# Start of THE DATA
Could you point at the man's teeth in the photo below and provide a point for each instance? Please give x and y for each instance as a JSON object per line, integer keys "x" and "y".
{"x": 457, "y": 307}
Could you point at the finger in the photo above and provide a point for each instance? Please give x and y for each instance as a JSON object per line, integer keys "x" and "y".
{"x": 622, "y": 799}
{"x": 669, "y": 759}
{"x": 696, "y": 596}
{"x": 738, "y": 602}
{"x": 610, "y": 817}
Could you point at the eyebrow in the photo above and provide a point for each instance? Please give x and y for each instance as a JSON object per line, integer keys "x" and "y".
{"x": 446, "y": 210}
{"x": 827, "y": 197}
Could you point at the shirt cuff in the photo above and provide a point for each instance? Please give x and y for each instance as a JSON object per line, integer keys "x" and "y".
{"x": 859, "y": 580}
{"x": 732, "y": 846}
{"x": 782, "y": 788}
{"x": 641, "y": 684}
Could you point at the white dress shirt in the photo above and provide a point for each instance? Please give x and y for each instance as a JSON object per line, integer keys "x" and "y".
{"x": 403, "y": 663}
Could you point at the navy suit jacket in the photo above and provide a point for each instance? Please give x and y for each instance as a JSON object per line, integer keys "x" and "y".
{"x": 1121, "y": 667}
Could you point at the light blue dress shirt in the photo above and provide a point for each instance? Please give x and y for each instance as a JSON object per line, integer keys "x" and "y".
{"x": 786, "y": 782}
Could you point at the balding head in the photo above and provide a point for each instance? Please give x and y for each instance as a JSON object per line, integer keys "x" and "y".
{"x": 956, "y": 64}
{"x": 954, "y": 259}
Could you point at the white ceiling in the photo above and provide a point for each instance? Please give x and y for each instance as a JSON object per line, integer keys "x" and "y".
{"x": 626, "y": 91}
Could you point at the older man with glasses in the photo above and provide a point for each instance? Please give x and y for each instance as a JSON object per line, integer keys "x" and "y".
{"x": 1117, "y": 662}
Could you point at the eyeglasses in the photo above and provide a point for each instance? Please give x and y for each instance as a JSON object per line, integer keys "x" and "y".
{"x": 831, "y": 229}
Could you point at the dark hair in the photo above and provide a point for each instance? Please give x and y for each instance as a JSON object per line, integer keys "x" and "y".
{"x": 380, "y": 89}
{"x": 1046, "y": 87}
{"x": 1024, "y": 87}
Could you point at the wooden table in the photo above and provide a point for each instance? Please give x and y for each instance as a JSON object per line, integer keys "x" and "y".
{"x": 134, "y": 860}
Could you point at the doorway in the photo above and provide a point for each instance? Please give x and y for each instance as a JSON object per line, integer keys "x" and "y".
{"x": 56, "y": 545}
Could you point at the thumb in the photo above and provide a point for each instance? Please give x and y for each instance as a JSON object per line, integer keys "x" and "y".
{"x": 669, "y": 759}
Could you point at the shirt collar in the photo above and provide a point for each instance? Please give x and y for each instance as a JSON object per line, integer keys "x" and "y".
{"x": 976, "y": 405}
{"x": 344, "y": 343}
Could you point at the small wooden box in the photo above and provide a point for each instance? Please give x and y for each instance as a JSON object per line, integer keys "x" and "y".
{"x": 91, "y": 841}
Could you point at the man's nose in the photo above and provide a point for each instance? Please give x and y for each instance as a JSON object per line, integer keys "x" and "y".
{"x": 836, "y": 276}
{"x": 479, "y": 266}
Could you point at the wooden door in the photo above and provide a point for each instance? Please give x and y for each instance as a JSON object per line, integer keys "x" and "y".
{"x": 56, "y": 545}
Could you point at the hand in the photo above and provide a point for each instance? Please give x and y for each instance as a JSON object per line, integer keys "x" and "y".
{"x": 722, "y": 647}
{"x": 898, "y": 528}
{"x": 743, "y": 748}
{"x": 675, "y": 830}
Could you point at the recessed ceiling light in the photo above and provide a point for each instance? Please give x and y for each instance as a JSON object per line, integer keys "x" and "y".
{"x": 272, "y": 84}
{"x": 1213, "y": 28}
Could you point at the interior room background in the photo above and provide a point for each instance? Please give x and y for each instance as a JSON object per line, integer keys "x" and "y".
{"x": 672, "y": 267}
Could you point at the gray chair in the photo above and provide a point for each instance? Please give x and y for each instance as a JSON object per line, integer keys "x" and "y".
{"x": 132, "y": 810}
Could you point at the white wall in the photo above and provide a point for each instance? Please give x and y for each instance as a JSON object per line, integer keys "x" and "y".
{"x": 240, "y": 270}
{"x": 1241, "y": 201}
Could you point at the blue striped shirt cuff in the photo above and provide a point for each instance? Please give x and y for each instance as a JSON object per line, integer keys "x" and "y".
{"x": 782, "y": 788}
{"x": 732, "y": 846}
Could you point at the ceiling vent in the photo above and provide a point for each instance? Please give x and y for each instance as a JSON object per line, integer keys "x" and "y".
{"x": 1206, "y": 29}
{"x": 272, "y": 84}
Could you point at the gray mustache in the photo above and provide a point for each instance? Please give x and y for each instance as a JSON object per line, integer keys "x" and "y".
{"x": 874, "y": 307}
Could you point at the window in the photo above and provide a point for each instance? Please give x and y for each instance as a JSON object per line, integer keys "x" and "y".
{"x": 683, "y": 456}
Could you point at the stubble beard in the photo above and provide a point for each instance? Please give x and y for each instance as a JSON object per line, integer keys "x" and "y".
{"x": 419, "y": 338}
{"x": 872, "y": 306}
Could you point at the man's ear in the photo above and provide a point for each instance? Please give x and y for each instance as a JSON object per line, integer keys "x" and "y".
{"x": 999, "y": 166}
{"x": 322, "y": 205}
# End of THE DATA
EXERCISE BRIEF | Repeat all of the records above word for word, keeping every line unchanged and in its original order.

OUTPUT OF THE EXERCISE |
Could you point at the man's teeth in the photo below and provide a point for each instance? Please give x and y for each instance as a JSON object per line, integer keys "x" and "y".
{"x": 457, "y": 307}
Could you point at the finger in the photo above and provide a point for each instance? Please give x and y for each instance as a JSON object per line, integer keys "x" and "y".
{"x": 622, "y": 799}
{"x": 669, "y": 759}
{"x": 696, "y": 596}
{"x": 738, "y": 602}
{"x": 610, "y": 817}
Could you point at the eyebrow in the photo above and provide a point for each instance? Please give x and y for each instance as a JSON object per line, integer keys "x" and "y".
{"x": 446, "y": 210}
{"x": 827, "y": 197}
Could you point at the shirt cuff in the photo above and provide a point for each instance? Please give x and y for each instance as a JSON object per line, integer keys "x" and "y".
{"x": 859, "y": 580}
{"x": 732, "y": 846}
{"x": 782, "y": 788}
{"x": 641, "y": 684}
Could you point at the white dress shirt in the photo above and provide a point for each instance? Please give x and y for each instance as a JSON object per line, integer keys "x" and "y".
{"x": 403, "y": 663}
Could you point at the navy suit jacket in the photo above and provide a point for each instance? Please give x and y for each instance as a JSON object per line, integer keys "x" and "y".
{"x": 1121, "y": 667}
Could you point at the light blue dress shirt in the photo above and provide a point for each instance? Please give x and y for each instance as a JSON object per line, integer keys "x" and "y".
{"x": 786, "y": 782}
Could you point at the balding head in the photo above and provide a point for each instance? Please give x and y for each instance as a JSON object per line, integer keys "x" and "y".
{"x": 956, "y": 64}
{"x": 954, "y": 259}
Could you point at the white ceiling in the photo above and provide a point for each instance? Please give x and y for each instance as a JSON object per line, integer keys "x" and "y".
{"x": 626, "y": 91}
Could you point at the older man with glasses in the photo above and provide a point for each instance? Please give x and y for each instance as a JSON object per line, integer keys "x" and "y".
{"x": 1117, "y": 662}
Could you point at the eyeglasses in the photo above and provide a point for each instance? Please give x and y for each instance as a JSON object per line, integer keys "x" and "y".
{"x": 831, "y": 229}
Could you point at the dark hair in the photo above and provide a point for each instance? Please give x and y for each instance as a JSON object per line, integer keys "x" and "y".
{"x": 380, "y": 89}
{"x": 1046, "y": 87}
{"x": 1024, "y": 87}
Could you point at the wooden table in the photo above and provide a point for each instance? Please give x and y for each instance as a JSON object per line, integer keys "x" and "y".
{"x": 134, "y": 860}
Could you point at the doorway in the photo above and provide a point for each instance? Please give x and y for each instance as a JSON object per line, integer keys "x" and "y".
{"x": 56, "y": 545}
Could you point at the thumb in the photo above and provide a point for each instance? Please give x and y for each instance as a JSON object per line, integer keys "x" and "y".
{"x": 669, "y": 759}
Could you point at the shirt collar in the photo above and provide a point for each instance? Please give x and y for each instance as a JSON object per line, integer keys "x" and "y".
{"x": 976, "y": 405}
{"x": 344, "y": 343}
Could you point at the small wooden box in the photo above and provide a point for each instance? Please give x and y for each instance as a JSON object per line, integer keys "x" and "y".
{"x": 91, "y": 841}
Could you point at the man's nose in the photo above and provide a point for each instance? Please give x and y for each instance as a JSON object per line, integer keys "x" and "y".
{"x": 836, "y": 276}
{"x": 479, "y": 266}
Could you point at the wooden door in the photo above and provide a point for each instance? Please give x and y for each instance as a JSON object per line, integer keys "x" and "y".
{"x": 56, "y": 545}
Could you point at the hand in the photo above and provide a point for each instance? Please give x and y for each instance as a JSON object per line, integer keys "x" and "y".
{"x": 722, "y": 647}
{"x": 898, "y": 528}
{"x": 743, "y": 748}
{"x": 675, "y": 830}
Could you point at the recessed ceiling light in the photo above and provide a point for each instance? Please give x and y for each instance as a JSON object per line, integer keys "x" and "y".
{"x": 272, "y": 84}
{"x": 1213, "y": 28}
Could you point at the interior room background in the photo above and provide a point for each instance? Please give x and y for each instance as a JSON object per line, integer keys "x" and "y".
{"x": 672, "y": 267}
Could you point at the gray chair in the photo above and provide a point for each instance? Please give x and y for each instance as a JSON object per line, integer keys "x" and "y".
{"x": 132, "y": 810}
Could you point at the white wall in the photo above and provide a point for each instance? Please give x and y for each instance as a JSON object per line, integer keys "x" and "y".
{"x": 240, "y": 270}
{"x": 1241, "y": 201}
Could you point at the blue striped shirt cuff in the photo above and provide a point for each instance? Please give x and y for each instance as a JSON object per line, integer keys "x" and "y".
{"x": 782, "y": 788}
{"x": 732, "y": 846}
Could you point at the ceiling vent in the photo above and provide a point for each instance? Please give x and y for each instance as a JSON object per line, integer keys "x" and "y".
{"x": 1206, "y": 29}
{"x": 272, "y": 84}
Could you point at the gray mustache in the photo above and provide a point for each instance? Please give x and y for each instance as a JSON object per line, integer keys "x" and "y".
{"x": 874, "y": 307}
Could you point at the window in the photo above and provide a point for each instance? Please give x and y for each instance as a JSON object per line, integer keys "x" and "y".
{"x": 683, "y": 456}
Could you point at the stubble beard in the photo above and provide a point for each instance? Please give x and y for each instance as a JSON object per line, integer keys "x" and "y".
{"x": 419, "y": 338}
{"x": 872, "y": 306}
Could you point at the man's ear in the photo above and provide a point for each instance? Please give x and y for each instance as a JSON object per line, integer keys "x" and "y".
{"x": 999, "y": 166}
{"x": 322, "y": 205}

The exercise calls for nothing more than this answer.